## AIM
Can you transcribe every entry word for word, skipping the images?
┄┄┄┄┄┄┄┄┄┄
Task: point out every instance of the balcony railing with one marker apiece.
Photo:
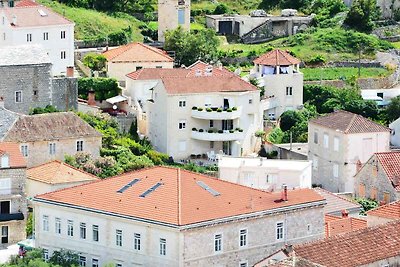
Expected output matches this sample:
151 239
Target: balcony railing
┄┄┄┄┄┄┄┄┄┄
## RESULT BELOW
Task: point out every instance of the balcony railing with one marker apiece.
Photo:
Expected output matches this sample:
151 239
Target: balcony railing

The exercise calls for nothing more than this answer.